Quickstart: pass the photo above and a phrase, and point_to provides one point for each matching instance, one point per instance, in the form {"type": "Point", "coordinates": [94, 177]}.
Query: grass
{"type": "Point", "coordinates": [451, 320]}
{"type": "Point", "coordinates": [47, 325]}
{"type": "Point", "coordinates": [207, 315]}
== == ==
What needs to be done. The entries above are to be output exactly as they appear.

Reply to the task.
Quickstart: pass the photo above and a phrase, and point_to provides one point for each matching instance, one point per instance, in the form {"type": "Point", "coordinates": [94, 177]}.
Query: grass
{"type": "Point", "coordinates": [451, 320]}
{"type": "Point", "coordinates": [47, 325]}
{"type": "Point", "coordinates": [207, 315]}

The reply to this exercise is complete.